[Raw records]

— start —

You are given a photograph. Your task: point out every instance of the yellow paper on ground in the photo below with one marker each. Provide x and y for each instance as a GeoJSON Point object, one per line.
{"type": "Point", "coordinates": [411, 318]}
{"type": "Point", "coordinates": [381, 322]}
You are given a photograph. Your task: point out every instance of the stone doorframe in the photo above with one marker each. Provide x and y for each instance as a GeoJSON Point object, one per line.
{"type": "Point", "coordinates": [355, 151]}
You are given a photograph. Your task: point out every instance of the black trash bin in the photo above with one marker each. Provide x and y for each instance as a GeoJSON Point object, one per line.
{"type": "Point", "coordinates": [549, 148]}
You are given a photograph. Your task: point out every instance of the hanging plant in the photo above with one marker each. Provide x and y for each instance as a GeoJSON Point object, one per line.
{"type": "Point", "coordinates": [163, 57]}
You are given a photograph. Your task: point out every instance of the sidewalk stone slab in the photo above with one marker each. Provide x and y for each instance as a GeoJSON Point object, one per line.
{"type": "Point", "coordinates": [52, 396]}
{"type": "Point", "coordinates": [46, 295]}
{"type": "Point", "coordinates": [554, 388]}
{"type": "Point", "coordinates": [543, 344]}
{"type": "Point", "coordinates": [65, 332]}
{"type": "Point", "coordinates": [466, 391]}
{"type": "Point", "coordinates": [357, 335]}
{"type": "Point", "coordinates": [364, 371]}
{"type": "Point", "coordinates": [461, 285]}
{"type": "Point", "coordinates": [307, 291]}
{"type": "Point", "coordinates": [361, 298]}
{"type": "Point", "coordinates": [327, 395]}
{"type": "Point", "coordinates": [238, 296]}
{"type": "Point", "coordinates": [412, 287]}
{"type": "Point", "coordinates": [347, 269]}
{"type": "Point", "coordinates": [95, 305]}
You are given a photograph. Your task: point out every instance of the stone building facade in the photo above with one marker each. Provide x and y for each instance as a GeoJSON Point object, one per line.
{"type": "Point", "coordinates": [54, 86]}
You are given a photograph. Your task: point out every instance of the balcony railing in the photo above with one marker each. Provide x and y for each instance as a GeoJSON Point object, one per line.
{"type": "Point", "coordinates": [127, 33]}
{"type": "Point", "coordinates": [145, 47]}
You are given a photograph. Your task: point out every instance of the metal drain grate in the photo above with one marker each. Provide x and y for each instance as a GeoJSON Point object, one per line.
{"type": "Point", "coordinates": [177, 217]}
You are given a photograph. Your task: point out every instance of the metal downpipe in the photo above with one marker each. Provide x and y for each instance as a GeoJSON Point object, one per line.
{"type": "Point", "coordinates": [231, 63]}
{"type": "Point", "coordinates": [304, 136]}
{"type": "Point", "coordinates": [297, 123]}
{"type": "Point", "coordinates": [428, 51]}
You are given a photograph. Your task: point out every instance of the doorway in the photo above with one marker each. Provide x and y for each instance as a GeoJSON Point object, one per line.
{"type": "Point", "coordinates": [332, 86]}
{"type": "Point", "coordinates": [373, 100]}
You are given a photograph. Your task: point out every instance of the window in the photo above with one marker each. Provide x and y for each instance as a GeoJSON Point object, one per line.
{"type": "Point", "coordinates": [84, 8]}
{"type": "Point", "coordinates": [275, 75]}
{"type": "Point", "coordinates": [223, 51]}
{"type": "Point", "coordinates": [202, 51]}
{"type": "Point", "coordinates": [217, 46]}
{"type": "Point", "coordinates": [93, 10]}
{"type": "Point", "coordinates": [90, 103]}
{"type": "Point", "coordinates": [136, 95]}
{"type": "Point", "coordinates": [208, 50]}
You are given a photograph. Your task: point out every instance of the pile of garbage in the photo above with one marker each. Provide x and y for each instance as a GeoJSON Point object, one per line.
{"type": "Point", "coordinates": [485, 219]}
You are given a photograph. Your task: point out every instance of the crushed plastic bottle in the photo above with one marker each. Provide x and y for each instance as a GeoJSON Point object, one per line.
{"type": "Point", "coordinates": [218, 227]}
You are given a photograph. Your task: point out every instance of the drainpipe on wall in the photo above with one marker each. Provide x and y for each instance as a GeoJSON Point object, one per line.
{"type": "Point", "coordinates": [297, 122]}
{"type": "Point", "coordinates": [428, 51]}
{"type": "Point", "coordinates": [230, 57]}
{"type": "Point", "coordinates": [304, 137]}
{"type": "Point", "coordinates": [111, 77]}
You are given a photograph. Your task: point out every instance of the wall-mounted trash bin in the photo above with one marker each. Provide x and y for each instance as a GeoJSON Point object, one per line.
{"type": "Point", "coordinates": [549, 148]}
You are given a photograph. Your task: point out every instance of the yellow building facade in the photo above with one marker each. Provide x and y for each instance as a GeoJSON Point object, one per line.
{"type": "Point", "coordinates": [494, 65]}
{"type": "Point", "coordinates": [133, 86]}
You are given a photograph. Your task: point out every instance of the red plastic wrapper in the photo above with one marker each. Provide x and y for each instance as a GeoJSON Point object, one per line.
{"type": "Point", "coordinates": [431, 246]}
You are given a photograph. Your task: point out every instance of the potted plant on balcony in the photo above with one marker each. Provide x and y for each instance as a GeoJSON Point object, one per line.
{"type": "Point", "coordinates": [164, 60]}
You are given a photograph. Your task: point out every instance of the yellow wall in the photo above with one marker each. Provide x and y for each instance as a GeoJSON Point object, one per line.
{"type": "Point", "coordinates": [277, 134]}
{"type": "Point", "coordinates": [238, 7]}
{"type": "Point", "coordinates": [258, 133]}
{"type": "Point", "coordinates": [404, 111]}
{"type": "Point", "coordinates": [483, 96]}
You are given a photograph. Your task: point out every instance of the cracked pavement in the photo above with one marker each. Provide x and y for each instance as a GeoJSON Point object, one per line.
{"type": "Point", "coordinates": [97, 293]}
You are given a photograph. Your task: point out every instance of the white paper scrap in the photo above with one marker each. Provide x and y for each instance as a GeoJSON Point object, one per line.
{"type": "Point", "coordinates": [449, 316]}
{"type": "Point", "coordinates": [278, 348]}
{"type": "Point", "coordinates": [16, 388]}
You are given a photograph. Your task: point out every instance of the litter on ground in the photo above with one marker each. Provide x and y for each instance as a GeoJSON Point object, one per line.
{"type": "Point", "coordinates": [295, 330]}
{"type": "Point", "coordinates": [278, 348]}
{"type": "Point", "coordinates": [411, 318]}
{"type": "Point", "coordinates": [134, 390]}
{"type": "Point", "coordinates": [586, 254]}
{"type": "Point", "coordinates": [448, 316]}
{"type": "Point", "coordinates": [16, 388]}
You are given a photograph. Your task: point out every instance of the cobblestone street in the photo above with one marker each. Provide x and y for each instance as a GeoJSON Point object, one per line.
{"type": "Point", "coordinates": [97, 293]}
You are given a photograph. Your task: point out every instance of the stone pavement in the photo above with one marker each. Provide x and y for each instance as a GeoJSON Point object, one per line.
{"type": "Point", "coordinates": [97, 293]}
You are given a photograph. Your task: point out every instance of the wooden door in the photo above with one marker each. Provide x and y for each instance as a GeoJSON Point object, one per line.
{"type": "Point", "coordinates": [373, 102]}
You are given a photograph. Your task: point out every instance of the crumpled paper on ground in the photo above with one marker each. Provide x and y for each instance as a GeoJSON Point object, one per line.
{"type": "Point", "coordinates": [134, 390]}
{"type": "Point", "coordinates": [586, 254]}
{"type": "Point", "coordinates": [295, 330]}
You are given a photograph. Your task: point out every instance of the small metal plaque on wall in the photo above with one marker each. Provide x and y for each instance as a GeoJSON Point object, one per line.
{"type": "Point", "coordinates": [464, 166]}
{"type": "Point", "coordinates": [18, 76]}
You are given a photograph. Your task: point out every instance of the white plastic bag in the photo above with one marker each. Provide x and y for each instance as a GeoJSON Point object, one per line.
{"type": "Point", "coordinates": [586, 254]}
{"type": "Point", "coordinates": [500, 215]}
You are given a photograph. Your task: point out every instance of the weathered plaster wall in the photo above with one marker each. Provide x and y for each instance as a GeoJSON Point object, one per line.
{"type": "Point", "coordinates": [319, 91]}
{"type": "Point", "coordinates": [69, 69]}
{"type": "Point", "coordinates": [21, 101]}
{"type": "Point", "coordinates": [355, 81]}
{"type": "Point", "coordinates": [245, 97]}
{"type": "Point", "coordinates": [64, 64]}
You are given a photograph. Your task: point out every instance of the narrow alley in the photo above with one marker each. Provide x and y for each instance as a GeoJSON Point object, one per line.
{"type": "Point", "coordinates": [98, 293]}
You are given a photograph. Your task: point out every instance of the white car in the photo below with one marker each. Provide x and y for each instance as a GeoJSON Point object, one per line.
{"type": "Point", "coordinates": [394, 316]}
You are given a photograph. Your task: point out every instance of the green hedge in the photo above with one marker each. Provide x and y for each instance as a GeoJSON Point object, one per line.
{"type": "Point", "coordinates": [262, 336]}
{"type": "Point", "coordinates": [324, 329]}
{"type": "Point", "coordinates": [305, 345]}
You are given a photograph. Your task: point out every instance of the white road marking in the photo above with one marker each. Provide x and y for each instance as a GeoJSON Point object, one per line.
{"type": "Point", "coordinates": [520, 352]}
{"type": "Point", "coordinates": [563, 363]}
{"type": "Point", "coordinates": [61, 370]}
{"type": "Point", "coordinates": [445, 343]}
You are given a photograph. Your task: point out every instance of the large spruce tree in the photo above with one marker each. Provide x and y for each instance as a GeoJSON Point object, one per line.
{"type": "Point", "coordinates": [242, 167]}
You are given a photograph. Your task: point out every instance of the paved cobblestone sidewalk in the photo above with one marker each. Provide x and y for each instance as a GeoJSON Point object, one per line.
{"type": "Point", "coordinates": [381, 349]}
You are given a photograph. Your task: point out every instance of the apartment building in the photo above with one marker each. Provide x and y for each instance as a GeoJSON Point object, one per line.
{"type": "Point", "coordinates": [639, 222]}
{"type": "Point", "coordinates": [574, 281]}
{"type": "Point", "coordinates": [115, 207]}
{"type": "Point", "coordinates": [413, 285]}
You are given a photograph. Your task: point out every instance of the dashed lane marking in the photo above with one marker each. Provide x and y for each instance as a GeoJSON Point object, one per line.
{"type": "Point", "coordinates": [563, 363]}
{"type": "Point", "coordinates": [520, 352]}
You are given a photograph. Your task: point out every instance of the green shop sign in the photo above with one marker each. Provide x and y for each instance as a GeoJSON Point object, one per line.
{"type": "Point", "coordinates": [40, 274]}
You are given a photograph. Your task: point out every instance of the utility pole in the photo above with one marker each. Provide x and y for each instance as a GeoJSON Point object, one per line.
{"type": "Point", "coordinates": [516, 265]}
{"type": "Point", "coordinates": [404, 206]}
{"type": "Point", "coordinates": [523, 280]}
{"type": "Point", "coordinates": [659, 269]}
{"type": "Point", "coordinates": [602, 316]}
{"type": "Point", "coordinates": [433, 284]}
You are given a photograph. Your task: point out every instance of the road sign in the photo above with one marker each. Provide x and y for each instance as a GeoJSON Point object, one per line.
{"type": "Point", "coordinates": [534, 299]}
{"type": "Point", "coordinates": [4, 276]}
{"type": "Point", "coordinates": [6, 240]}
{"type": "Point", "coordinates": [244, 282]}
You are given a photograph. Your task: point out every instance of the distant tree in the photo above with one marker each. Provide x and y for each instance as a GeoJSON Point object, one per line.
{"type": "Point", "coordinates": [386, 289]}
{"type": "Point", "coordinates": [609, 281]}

— end —

- [EXERCISE BRIEF] Extract, exactly, the lines above that begin at the line containing "of the apartment" and end at the final line of the records; add no other text.

- [CORRECT RESULT]
You are given a photograph. Your task: point out every instance of the apartment building in the photo above with one marker each. Provide x and y for each instance as a GeoJSON Point object, one per line.
{"type": "Point", "coordinates": [639, 222]}
{"type": "Point", "coordinates": [574, 281]}
{"type": "Point", "coordinates": [115, 207]}
{"type": "Point", "coordinates": [413, 285]}
You are given a photograph. Your task: point out every instance of the dashed lane marking in the photo above with one marker each. Provide x and y for each instance as a GeoJSON Point object, one per line.
{"type": "Point", "coordinates": [563, 363]}
{"type": "Point", "coordinates": [520, 352]}
You are given a photograph. Your task: point out every instance of the green shop sign in the photo above with one marker each. Provide x and y for each instance as a GeoJSON Point object, one per line.
{"type": "Point", "coordinates": [40, 274]}
You are given a photograph. Your task: point out every instance of the utility pole in the photo above with one marker each. Provide x and y for each instance as a GeoJSON Point object, one per line.
{"type": "Point", "coordinates": [516, 265]}
{"type": "Point", "coordinates": [404, 206]}
{"type": "Point", "coordinates": [523, 280]}
{"type": "Point", "coordinates": [659, 269]}
{"type": "Point", "coordinates": [602, 316]}
{"type": "Point", "coordinates": [433, 284]}
You are given a photograph. Your task: point out every instance of the road sign in the photo above with one marker each. Provide x and y for each instance as a GeoJSON Point object, one per line.
{"type": "Point", "coordinates": [534, 299]}
{"type": "Point", "coordinates": [4, 276]}
{"type": "Point", "coordinates": [6, 240]}
{"type": "Point", "coordinates": [244, 282]}
You are given a photograph. Your task: point out every instance of the distant tree in the photo above with one marker each. Provide x and y for each instance as a GeoJSON Point object, one per line.
{"type": "Point", "coordinates": [386, 289]}
{"type": "Point", "coordinates": [609, 281]}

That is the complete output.